### AIM OF THE TASK
Reproduce every line below word for word, leaving out the pictures.

- - - -

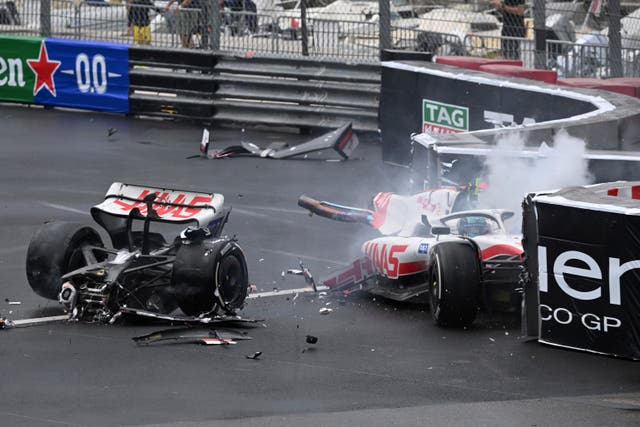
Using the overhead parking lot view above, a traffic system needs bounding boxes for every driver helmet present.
[458,216,491,237]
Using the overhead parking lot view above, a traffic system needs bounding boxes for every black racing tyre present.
[429,241,480,327]
[171,239,249,316]
[27,221,104,300]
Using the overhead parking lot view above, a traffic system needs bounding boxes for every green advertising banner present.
[0,36,43,103]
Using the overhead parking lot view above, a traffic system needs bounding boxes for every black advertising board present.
[523,182,640,360]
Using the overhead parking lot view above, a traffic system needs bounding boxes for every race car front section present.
[26,183,248,323]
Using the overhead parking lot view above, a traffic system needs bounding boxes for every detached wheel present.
[171,239,249,316]
[429,242,480,327]
[27,221,104,300]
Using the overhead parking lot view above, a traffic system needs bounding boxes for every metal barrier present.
[129,47,380,132]
[0,0,640,76]
[547,40,640,78]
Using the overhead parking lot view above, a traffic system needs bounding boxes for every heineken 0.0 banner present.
[0,37,129,113]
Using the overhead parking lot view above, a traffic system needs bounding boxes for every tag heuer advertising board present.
[422,99,469,133]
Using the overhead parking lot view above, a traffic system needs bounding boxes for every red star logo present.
[27,41,60,96]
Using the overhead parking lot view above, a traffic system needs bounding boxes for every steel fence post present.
[533,0,547,69]
[378,0,391,57]
[608,0,623,77]
[40,0,51,37]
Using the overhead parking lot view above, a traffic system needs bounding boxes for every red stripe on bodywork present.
[398,261,427,276]
[482,245,522,259]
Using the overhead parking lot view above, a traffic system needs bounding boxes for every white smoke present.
[478,130,593,228]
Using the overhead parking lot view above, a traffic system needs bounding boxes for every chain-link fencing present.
[0,0,640,73]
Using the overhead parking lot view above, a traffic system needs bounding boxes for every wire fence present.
[0,0,640,77]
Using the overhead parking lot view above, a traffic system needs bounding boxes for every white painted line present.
[40,201,89,215]
[252,248,351,267]
[247,286,329,299]
[241,205,309,215]
[232,207,269,218]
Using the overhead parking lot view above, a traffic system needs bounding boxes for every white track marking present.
[40,201,89,215]
[239,205,309,215]
[232,207,269,218]
[252,248,349,267]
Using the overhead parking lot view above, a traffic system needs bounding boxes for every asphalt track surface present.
[0,106,640,426]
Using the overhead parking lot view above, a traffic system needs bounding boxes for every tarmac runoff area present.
[0,105,640,426]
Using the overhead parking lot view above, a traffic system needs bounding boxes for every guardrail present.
[129,46,380,132]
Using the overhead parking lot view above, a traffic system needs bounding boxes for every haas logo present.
[365,242,407,279]
[113,190,211,219]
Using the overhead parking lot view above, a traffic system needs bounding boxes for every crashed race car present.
[298,186,522,327]
[26,182,248,323]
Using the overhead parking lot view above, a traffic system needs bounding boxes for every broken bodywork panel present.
[27,183,248,323]
[298,186,522,325]
[200,123,358,160]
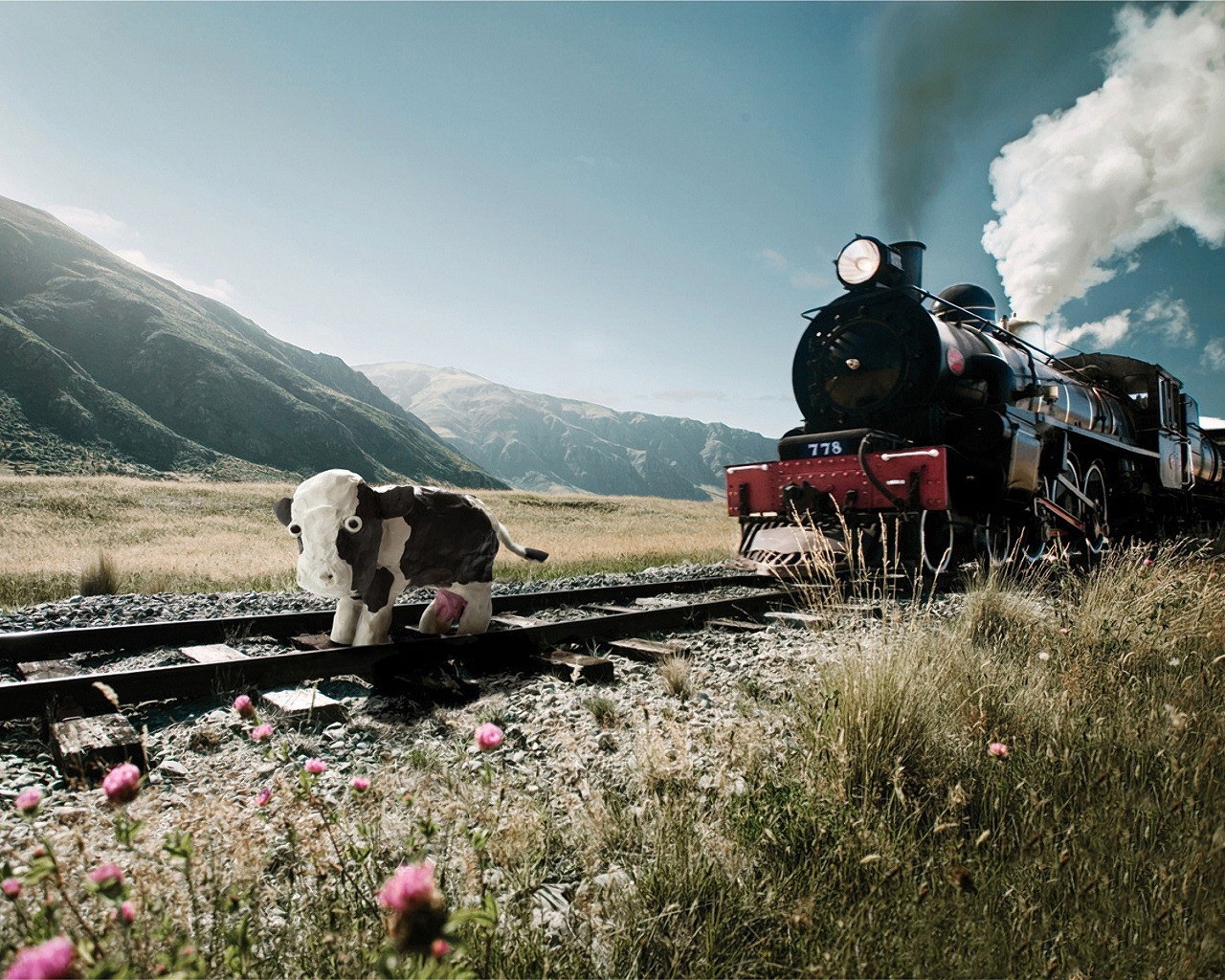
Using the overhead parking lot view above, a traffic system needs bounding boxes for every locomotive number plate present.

- - - -

### COMPLETE ANSWER
Using the overhead parking lot view above, a traffic system needs bounding boxes for every driver helmet present.
[458,216,491,237]
Using the overhead parking lot view above, a traffic system needs bounding boxes for every black racing tyre present.
[429,241,480,327]
[171,239,249,316]
[27,221,104,300]
Using the overhead parking lot view above, a traffic system needs bounding boxes for every green advertising banner present.
[0,36,43,103]
Using the overhead parking lot view above, a traffic system needs bounding boxes for every black advertising board present.
[523,182,640,360]
Using the overhead parking lot view above, a traffic system needs bounding boxes for every race car front section present.
[26,183,248,323]
Using the overhead parking lot view above, a traffic system needs bounding boxes for every detached wheel present.
[171,239,249,316]
[429,242,480,327]
[27,221,104,300]
Using the overhead parking lot view above, a traffic system needs bounding boxes for every metal barrier present.
[129,47,380,132]
[0,0,640,76]
[547,40,640,78]
Using the overhead parking lot view above, a traffic system needs bounding boxes for every heineken 0.0 banner present.
[0,37,129,113]
Using the overhead parking lot view above, a traffic system needs bounding boxes for every tag heuer advertising board present.
[422,99,469,133]
Using the overhead parking lot view above, a traffic system needs bounding boxes for every red star logo present.
[27,41,60,96]
Using the overhead parking lot view above, a traffic system needs bounding boxes for every steel fence post present.
[533,0,547,69]
[378,0,391,57]
[608,0,623,77]
[40,0,51,37]
Using the overhead parking lot view above, a traffic system needs bounding boxes for every red stripe on bodywork present.
[398,261,427,276]
[482,245,522,259]
Using the overhead parking lot view above, a traffic system needs bounding boxes for every white smoke present.
[478,130,593,228]
Using the overhead parking lot view above, a traffic system needs bounding boxes for every chain-link fencing present.
[0,0,640,73]
Using the overhead parking lot view above, a traffic system needs bounding boxes for every wire fence present.
[0,0,640,77]
Using the overhead parking lot view above, a traffic system needs bounding boxes for every white painted line present.
[40,201,89,215]
[252,248,351,267]
[247,286,329,299]
[241,205,309,215]
[232,207,269,218]
Using the overhead parking lot view above, a traffic system needs bounding boxes for every white track marking present.
[40,201,89,215]
[239,205,309,215]
[232,207,269,218]
[252,248,349,267]
Using the overhead parking lot view above, a traffic system needs bounding boxes for every asphalt track surface present.
[0,106,640,426]
Using the overhead parking lot view above, a traffic system needs bounding boxes for every tarmac runoff area present.
[0,105,640,426]
Using the overhead parking lot view above, a traffic system needs bounding boxes for every guardrail present.
[129,46,380,132]
Using the overhead parking lot view above, a traffic system needs bounding boxes for every haas logo present.
[365,242,407,279]
[113,190,211,219]
Using the overhead parking lot view above, a traffic system needs bounding boxes for every crashed race car present.
[298,186,522,327]
[26,182,248,323]
Using the overhead parking lot view above, a traffic system needs bounding boxes for every broken bodywork panel present.
[27,183,248,323]
[298,186,522,325]
[200,123,358,160]
Using the overhead parking lot view above, a traffic system needs bounding boxes for every locomotive number plate present.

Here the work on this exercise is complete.